Annotation dataset entries:
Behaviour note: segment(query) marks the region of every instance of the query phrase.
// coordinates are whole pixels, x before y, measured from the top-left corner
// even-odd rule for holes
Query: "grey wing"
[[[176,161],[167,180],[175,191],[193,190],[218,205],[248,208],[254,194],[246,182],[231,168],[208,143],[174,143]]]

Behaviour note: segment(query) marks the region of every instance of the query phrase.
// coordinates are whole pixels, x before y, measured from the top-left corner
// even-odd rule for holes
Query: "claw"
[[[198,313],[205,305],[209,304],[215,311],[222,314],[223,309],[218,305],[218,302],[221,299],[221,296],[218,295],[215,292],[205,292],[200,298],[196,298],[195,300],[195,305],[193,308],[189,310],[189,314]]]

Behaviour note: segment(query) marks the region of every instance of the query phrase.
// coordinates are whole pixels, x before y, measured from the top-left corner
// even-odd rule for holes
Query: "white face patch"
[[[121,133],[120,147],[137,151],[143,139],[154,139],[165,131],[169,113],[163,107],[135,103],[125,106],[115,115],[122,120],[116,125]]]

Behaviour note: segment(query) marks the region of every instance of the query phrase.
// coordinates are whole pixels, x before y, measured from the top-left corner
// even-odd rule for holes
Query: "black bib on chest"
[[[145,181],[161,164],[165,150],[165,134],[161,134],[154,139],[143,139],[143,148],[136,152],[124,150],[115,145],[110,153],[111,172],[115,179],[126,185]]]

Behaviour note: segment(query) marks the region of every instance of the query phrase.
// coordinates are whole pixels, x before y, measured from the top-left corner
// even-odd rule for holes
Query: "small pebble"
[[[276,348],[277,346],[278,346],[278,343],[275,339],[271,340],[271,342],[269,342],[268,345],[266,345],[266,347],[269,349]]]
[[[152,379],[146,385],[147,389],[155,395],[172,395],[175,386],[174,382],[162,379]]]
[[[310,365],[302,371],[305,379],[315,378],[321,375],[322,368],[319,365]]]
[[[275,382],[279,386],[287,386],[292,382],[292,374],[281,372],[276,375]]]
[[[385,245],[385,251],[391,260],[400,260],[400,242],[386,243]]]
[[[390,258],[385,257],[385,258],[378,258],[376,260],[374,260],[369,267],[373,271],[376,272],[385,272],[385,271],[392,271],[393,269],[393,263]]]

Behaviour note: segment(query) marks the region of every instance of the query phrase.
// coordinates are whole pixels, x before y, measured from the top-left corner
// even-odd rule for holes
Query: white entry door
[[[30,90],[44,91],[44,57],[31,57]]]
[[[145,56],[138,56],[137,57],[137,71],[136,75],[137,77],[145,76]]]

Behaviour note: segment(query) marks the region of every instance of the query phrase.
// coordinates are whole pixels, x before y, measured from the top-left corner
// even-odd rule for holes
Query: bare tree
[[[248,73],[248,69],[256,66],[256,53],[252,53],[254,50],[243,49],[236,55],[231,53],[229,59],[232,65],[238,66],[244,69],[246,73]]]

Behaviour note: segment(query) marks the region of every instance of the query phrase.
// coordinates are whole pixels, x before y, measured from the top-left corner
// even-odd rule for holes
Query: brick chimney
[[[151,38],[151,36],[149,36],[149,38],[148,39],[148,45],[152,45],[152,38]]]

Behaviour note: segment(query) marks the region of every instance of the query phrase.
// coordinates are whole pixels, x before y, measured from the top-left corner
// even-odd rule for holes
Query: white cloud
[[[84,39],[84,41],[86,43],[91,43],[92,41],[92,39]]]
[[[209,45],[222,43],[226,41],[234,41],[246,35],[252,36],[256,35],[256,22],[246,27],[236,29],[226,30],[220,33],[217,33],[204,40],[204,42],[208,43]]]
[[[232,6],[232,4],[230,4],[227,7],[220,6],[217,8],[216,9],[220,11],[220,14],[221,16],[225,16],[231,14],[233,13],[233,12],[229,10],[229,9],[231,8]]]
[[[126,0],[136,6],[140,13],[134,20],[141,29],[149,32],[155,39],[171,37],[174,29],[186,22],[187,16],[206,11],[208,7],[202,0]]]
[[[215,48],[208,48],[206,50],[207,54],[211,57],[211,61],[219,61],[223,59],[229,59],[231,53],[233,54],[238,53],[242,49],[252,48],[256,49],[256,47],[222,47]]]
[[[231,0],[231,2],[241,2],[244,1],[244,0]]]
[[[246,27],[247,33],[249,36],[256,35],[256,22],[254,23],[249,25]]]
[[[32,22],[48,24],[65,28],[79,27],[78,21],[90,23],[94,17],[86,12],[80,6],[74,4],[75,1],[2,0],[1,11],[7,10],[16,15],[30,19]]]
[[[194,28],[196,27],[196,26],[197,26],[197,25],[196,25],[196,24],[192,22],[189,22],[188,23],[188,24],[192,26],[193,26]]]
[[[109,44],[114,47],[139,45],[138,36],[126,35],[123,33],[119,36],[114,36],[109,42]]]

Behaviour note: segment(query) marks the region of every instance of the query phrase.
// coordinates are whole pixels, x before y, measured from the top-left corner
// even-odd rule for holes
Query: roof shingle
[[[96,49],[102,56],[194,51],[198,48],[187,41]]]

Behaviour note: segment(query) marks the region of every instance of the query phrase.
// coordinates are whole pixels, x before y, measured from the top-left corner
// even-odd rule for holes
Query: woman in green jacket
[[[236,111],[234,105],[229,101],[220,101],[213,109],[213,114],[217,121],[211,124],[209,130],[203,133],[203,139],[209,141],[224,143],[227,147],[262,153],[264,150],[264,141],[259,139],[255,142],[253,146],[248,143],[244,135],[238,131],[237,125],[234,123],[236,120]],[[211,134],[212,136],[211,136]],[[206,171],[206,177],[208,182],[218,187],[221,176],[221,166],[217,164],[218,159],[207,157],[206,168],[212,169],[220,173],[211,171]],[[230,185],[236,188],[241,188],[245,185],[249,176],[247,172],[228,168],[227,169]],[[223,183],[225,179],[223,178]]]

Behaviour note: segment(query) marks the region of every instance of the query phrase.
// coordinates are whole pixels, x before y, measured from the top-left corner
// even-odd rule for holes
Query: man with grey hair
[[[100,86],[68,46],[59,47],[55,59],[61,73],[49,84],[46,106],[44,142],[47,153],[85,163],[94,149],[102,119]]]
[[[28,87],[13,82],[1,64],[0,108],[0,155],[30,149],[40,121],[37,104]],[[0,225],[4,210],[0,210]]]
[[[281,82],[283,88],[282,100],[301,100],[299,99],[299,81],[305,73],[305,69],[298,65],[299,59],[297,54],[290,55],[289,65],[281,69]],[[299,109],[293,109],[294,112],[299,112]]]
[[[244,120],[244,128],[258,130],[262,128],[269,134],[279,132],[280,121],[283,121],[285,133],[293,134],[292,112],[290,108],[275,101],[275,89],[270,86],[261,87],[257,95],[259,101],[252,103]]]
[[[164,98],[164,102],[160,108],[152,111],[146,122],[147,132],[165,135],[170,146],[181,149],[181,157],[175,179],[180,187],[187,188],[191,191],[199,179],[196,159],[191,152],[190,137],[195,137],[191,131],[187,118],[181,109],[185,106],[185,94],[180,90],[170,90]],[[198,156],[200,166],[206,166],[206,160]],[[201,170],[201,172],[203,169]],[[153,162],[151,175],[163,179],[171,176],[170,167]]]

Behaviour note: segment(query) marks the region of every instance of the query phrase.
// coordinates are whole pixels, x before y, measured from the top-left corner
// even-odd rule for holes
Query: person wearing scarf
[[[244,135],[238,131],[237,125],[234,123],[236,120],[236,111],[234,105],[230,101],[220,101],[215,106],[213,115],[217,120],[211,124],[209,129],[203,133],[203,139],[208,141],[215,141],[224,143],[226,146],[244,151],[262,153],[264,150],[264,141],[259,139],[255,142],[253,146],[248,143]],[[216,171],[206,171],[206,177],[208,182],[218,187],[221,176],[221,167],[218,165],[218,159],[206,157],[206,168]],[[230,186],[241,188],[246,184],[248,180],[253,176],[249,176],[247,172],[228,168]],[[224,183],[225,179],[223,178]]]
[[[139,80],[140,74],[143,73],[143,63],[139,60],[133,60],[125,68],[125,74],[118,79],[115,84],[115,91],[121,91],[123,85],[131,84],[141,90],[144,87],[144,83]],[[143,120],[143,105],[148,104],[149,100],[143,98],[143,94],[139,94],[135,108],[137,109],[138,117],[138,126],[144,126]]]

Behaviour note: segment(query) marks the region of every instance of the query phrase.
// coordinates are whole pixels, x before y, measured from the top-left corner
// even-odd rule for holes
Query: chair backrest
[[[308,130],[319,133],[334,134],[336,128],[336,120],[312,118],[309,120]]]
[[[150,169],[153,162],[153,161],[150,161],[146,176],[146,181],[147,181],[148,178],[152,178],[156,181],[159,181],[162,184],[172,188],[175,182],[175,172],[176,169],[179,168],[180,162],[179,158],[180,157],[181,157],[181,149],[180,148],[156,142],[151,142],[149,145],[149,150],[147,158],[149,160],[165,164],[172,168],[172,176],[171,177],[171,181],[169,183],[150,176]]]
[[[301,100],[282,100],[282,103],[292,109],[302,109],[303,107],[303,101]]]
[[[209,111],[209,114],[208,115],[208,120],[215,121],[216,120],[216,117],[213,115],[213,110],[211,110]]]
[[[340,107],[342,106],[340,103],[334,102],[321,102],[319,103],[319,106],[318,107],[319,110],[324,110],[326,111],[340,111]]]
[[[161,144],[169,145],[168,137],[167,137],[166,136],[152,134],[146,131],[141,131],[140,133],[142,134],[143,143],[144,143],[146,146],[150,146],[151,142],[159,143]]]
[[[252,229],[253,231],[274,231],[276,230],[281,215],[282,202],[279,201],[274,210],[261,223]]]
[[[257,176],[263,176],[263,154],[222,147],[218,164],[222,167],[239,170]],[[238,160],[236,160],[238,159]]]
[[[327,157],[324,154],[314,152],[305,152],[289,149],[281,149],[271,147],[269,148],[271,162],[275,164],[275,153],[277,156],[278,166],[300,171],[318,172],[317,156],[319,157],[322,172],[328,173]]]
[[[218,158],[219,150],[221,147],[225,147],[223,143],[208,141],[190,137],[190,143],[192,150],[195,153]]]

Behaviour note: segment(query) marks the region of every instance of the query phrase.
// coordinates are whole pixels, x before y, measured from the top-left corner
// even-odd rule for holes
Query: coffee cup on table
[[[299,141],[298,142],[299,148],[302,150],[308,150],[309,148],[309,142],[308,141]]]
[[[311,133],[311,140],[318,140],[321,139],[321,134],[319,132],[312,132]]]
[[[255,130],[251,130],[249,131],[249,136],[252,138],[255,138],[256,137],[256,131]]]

• WHAT YOU ARE ASKED TO DO: Pull out every line of the material that contains the string "grey" and copy each one.

• PROBLEM SOLUTION:
Query: "grey wing"
Query: man with grey hair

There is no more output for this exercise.